— begin —

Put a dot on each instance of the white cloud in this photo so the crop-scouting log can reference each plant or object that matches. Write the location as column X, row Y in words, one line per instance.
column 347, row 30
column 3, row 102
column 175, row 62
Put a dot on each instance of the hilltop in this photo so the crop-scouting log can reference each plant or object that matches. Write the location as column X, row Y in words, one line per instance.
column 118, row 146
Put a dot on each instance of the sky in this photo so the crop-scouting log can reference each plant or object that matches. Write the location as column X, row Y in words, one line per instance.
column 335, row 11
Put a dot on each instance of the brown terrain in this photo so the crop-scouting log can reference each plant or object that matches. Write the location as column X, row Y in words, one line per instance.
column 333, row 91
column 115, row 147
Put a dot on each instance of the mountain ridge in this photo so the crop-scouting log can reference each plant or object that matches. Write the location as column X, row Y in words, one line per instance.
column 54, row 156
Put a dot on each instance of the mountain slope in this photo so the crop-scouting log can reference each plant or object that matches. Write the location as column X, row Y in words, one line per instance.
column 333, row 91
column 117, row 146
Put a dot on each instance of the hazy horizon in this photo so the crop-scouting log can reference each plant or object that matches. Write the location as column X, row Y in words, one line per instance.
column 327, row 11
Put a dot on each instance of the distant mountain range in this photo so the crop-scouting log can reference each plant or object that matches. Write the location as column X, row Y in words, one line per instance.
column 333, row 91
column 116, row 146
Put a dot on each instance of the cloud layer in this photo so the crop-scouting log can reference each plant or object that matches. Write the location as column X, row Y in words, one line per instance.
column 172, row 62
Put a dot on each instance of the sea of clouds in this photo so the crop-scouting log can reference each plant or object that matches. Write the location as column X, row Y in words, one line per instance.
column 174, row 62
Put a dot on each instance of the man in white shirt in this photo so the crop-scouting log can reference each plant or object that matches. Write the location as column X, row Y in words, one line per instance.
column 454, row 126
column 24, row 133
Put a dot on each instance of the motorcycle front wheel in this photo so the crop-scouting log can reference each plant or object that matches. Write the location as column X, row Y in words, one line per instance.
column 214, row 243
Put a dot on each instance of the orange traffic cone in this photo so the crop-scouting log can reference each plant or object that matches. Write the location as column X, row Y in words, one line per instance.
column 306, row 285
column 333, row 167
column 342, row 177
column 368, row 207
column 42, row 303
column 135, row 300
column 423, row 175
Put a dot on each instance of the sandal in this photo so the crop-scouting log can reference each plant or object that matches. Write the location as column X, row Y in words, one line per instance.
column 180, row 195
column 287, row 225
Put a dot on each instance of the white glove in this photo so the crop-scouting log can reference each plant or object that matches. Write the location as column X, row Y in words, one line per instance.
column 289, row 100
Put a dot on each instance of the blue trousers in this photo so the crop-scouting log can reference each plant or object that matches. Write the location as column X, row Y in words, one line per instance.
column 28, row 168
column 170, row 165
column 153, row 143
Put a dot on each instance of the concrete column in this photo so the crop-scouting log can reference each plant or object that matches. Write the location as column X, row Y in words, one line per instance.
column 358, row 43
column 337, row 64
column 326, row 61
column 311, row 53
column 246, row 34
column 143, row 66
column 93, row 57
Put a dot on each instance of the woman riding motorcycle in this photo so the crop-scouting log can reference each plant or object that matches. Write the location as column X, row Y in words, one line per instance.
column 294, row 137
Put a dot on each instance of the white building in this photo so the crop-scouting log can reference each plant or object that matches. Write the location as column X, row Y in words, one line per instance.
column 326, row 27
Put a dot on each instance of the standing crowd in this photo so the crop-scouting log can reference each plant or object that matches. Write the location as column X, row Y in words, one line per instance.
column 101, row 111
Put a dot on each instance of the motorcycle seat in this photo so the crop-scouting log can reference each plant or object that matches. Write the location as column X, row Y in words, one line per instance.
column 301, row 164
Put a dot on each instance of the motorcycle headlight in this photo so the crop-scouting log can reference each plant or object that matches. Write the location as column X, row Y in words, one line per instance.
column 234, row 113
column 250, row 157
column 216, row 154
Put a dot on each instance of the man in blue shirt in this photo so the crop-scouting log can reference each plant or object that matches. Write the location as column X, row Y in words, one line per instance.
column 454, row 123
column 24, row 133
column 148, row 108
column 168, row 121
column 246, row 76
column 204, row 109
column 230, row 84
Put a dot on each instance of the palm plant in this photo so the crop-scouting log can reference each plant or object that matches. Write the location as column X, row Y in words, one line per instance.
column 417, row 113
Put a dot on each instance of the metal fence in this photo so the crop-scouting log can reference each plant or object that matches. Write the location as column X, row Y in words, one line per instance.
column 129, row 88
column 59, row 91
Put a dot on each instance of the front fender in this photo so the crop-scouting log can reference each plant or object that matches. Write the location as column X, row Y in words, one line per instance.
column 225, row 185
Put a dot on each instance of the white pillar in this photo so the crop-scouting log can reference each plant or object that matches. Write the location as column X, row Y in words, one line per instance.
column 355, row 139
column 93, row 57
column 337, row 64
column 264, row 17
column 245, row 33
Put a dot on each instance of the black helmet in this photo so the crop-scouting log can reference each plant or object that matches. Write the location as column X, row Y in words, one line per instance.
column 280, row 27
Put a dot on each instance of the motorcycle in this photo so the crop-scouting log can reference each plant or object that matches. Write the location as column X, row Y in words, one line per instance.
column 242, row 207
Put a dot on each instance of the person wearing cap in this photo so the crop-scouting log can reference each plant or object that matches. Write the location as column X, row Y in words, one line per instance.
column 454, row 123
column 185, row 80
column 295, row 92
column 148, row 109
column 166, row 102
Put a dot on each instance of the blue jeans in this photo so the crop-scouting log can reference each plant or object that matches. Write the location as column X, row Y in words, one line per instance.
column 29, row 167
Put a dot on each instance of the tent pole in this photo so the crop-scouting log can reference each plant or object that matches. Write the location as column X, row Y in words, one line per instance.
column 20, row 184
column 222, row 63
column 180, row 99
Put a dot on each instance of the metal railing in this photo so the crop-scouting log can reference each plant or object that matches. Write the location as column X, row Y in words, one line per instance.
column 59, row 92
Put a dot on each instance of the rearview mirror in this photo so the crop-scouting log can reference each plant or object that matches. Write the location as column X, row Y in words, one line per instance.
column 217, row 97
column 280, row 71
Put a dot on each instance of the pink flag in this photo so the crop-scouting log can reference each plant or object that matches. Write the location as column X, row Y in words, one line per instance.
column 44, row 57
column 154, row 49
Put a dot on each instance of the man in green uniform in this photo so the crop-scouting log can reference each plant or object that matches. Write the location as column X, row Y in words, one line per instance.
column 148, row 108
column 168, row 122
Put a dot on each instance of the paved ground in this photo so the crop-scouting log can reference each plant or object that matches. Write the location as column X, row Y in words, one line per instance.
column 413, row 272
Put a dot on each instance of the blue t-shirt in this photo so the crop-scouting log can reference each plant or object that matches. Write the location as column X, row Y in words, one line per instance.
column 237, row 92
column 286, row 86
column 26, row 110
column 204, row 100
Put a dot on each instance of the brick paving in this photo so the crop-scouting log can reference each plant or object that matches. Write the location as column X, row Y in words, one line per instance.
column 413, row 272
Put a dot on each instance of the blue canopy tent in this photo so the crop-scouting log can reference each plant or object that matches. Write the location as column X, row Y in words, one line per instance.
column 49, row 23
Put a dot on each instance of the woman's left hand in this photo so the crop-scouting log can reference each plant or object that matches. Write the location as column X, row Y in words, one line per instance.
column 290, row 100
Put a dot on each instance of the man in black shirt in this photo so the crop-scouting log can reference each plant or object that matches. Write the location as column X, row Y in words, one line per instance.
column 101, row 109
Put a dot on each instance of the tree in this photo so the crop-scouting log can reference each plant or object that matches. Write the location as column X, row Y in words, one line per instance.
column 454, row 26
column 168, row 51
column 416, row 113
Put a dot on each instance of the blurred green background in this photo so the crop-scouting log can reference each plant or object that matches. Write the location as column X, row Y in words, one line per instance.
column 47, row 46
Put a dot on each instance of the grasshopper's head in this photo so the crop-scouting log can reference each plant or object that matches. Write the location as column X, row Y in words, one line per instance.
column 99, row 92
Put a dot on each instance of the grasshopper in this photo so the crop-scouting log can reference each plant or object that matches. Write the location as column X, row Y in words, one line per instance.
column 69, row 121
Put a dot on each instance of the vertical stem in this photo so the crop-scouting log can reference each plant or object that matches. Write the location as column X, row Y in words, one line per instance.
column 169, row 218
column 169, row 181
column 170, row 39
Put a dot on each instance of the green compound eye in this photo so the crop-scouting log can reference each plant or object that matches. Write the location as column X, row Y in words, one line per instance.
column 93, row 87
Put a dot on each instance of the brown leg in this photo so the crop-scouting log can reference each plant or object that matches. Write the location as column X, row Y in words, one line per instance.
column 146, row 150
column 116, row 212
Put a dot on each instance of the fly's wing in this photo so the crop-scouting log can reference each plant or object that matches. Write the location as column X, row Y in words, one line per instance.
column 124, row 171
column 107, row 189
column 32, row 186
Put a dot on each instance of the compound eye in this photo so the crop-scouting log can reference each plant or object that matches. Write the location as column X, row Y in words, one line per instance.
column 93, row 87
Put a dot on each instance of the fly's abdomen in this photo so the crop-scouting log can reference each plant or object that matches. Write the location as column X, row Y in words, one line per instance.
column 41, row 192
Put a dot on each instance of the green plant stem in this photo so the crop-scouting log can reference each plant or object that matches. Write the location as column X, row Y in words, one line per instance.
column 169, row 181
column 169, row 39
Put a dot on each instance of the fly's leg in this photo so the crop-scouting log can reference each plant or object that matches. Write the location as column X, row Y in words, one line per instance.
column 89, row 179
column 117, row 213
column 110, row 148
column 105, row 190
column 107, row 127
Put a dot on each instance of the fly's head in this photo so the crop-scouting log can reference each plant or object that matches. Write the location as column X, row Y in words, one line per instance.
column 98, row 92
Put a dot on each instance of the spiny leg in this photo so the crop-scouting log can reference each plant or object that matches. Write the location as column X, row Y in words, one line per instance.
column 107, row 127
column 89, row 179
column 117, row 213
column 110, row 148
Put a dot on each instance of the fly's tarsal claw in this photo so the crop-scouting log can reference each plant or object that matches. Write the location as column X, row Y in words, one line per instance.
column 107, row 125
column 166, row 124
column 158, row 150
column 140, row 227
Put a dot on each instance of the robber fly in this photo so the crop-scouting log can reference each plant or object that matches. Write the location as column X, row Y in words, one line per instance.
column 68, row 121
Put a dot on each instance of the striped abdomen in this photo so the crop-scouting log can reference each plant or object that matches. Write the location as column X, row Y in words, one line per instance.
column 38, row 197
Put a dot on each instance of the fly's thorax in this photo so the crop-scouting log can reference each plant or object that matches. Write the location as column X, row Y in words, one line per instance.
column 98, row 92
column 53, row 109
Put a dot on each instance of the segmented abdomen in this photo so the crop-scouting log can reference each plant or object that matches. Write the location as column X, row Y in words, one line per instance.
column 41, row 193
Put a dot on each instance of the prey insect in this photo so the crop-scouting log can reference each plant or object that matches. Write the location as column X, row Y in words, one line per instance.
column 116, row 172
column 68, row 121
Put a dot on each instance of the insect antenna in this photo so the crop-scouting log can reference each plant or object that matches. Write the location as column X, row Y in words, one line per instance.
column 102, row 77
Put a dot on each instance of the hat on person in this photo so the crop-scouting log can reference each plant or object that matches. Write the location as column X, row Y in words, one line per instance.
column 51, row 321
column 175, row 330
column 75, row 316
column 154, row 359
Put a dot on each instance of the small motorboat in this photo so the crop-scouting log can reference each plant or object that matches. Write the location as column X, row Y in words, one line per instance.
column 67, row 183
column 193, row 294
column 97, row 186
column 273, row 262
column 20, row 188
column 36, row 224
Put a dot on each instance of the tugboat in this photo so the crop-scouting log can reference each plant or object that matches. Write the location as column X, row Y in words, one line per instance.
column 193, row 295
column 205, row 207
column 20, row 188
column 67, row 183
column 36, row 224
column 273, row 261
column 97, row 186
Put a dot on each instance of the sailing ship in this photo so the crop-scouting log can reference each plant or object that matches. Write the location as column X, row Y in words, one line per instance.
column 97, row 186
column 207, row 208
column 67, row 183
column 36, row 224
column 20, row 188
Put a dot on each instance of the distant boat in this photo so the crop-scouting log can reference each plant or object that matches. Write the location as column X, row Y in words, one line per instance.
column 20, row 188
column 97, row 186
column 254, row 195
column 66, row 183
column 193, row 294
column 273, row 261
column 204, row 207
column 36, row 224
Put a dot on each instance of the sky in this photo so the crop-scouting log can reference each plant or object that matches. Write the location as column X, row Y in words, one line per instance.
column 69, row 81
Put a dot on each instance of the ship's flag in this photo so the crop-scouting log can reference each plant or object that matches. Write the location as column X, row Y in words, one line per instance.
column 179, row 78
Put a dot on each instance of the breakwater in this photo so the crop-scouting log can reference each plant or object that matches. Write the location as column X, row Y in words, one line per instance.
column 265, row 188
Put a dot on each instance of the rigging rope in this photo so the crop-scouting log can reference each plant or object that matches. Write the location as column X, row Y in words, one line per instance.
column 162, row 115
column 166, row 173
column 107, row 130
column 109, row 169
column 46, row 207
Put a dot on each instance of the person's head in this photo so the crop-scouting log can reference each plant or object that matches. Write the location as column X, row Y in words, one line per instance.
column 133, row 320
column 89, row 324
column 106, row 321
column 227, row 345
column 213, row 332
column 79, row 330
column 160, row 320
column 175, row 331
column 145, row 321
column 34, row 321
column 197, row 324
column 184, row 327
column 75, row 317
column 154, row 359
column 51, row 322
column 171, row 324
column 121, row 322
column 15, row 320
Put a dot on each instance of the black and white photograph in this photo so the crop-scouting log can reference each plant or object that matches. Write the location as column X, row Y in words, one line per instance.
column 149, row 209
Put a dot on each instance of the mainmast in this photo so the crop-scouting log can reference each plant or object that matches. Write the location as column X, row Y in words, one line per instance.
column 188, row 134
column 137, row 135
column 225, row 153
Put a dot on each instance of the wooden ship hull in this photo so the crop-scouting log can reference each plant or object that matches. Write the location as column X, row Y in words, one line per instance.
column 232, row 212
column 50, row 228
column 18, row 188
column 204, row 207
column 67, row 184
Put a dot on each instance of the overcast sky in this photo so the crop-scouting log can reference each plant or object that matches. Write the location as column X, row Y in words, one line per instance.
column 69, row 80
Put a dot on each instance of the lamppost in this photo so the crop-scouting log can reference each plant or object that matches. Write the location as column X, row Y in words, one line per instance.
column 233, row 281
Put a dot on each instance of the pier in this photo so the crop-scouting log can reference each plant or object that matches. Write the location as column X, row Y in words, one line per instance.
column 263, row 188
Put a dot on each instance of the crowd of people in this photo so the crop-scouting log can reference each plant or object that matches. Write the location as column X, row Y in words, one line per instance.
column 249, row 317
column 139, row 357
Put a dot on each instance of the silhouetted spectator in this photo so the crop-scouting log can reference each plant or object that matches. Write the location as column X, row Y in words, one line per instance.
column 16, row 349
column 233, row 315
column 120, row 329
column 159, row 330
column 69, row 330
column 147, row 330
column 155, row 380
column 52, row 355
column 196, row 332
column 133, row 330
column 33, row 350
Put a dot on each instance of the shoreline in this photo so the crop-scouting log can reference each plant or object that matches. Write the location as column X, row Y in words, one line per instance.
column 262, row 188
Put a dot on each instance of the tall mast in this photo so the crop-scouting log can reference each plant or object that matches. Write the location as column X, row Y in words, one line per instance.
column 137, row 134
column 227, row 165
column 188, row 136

— end —

### Task brief
Rewrite the records above from the first line through the line with "column 116, row 146", both included, with "field survey log" swapped in for every "crop-scouting log" and nothing else changed.

### Result of the task
Put a dot on each instance of the white cloud in this photo so the field survey log can reference each plant or object that matches. Write the location as column X, row Y in words, one line per instance.
column 347, row 30
column 3, row 102
column 175, row 62
Put a dot on each instance of the hilltop in this photo so the field survey log can reference each plant or object that matches. Write the location as column X, row Y in words, one line per instance.
column 118, row 146
Put a dot on each instance of the sky in this photo so the field survey log can reference each plant or object that matches. Write the location as column X, row Y in words, one line per instance.
column 335, row 11
Put a dot on each instance of the brown terrain in this photo so the field survey log can reference each plant or object that matches. Write the location as column X, row Y in words, one line per instance.
column 333, row 91
column 115, row 147
Put a dot on each instance of the mountain ridge in this photo so the field survey log can reference each plant or object that matches. Write the location as column X, row Y in words, one line per instance.
column 54, row 156
Put a dot on each instance of the mountain slope in this photo so the field survey log can reference each plant or object that matches. Write the location as column X, row Y in words, one line per instance.
column 333, row 91
column 117, row 146
Put a dot on each instance of the hazy horizon in this photo so the field survey log can reference each plant or object that matches. Write the location as column X, row Y in words, one line per instance.
column 327, row 11
Put a dot on each instance of the distant mountain range in this photo so the field survey log can reference each plant or object that matches. Write the location as column X, row Y in words, one line per instance.
column 333, row 91
column 116, row 146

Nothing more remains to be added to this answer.